• _The problem_
Which lines in the listing below contain the word "church"? Copy each of them in full.

━━━━━━━━━━━━━━━━━━━━

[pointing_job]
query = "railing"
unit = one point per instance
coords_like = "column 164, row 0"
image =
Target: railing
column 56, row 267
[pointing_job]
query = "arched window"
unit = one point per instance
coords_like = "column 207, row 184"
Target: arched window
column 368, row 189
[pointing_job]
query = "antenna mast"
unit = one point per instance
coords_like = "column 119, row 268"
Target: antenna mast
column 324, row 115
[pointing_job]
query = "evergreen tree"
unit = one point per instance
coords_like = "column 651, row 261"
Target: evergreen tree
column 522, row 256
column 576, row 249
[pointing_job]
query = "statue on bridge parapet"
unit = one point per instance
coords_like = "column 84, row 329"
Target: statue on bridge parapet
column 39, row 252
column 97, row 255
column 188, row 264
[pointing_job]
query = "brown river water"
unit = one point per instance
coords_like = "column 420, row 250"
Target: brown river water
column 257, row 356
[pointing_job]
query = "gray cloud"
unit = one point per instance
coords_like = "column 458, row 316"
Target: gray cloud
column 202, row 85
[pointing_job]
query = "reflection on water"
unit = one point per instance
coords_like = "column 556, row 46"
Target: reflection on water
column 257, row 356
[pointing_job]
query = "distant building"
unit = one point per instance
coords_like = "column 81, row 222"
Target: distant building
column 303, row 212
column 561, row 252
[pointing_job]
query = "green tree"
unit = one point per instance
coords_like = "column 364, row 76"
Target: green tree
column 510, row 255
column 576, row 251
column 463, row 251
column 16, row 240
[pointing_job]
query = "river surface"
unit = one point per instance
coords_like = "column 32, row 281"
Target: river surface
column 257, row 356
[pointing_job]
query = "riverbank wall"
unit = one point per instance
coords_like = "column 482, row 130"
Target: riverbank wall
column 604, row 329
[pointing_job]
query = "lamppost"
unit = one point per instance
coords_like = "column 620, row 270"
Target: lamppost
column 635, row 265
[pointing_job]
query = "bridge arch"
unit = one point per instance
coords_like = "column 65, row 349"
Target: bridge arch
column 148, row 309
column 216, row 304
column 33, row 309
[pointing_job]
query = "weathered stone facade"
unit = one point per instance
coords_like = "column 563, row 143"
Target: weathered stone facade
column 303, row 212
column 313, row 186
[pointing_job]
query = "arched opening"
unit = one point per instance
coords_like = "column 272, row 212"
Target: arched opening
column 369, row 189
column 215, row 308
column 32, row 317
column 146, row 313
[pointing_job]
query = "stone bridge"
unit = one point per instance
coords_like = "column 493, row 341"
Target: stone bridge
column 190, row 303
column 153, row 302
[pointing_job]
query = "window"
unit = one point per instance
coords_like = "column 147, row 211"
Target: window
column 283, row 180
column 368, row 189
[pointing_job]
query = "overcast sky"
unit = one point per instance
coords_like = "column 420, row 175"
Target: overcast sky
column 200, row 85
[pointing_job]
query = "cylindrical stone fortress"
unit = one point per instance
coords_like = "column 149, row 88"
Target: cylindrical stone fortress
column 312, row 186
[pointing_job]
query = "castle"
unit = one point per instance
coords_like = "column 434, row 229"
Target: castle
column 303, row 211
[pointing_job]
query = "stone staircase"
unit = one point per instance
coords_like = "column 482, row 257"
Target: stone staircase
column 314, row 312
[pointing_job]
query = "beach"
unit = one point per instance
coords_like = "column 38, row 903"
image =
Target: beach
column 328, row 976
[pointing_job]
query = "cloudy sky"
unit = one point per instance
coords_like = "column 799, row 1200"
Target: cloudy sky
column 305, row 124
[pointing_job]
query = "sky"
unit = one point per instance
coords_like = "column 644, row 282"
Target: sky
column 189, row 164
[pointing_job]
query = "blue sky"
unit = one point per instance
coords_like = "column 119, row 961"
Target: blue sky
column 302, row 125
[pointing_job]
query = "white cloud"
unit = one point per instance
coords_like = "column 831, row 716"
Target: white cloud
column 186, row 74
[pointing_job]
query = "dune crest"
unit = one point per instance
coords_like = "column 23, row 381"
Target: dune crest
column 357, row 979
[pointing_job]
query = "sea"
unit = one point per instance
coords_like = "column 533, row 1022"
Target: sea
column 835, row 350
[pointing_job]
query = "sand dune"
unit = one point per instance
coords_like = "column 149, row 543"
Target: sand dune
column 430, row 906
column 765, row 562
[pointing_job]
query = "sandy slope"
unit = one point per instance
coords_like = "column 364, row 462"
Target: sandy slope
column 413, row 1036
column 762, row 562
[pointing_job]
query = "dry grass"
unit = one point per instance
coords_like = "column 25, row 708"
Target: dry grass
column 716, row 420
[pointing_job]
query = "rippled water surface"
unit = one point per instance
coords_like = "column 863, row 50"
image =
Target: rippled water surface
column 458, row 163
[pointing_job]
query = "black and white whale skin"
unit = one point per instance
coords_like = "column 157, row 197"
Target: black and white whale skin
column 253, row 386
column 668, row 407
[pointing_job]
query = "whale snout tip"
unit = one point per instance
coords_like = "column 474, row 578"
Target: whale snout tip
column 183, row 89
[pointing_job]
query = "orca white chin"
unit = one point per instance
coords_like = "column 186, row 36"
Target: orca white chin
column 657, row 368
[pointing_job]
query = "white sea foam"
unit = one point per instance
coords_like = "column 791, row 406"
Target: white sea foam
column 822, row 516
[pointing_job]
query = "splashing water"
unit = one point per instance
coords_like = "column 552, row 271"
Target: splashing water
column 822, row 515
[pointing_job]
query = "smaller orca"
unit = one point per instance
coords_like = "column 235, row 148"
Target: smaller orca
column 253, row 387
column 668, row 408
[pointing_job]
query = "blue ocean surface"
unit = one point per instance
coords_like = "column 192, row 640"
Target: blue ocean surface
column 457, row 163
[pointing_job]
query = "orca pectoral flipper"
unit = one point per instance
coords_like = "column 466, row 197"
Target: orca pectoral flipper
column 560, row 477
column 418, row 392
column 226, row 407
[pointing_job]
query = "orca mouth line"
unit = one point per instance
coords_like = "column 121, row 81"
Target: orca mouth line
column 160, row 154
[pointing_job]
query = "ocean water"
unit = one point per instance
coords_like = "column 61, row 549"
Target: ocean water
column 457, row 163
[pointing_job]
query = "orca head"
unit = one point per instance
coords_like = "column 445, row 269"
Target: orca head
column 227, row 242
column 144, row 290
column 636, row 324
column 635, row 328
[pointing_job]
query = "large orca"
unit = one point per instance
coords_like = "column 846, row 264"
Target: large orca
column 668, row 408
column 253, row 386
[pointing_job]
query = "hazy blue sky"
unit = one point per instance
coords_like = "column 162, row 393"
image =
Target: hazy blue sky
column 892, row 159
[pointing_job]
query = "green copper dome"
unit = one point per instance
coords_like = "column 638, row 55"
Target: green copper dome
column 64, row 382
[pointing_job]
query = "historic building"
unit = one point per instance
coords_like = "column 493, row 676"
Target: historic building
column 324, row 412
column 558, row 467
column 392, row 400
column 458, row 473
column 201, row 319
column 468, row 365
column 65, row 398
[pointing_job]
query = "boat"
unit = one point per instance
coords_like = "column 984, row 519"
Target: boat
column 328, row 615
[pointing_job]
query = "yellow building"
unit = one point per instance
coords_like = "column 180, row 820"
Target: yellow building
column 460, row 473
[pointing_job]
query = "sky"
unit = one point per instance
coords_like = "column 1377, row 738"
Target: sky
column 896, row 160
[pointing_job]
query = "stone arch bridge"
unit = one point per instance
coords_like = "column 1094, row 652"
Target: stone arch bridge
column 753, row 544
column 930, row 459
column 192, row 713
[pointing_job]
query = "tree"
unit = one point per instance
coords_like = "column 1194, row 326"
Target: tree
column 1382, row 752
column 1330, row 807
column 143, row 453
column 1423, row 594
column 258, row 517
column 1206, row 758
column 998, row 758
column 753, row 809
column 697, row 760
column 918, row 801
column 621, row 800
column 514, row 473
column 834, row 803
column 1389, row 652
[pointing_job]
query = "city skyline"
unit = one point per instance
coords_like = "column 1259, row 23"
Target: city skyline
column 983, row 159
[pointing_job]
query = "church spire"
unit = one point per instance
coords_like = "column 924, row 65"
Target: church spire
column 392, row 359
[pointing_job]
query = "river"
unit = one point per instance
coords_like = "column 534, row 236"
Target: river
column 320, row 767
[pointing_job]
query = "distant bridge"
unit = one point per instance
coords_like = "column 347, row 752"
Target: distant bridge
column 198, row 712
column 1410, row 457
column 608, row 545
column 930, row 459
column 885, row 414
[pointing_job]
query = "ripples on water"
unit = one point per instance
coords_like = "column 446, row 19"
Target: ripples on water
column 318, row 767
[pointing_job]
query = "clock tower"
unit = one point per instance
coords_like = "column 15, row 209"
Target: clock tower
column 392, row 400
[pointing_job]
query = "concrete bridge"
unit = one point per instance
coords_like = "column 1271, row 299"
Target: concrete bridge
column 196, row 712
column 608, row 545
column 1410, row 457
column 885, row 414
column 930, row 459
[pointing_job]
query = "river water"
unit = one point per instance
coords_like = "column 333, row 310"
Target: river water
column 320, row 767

━━━━━━━━━━━━━━━━━━━━

• _Written solution_
query = "church spire"
Target: church spire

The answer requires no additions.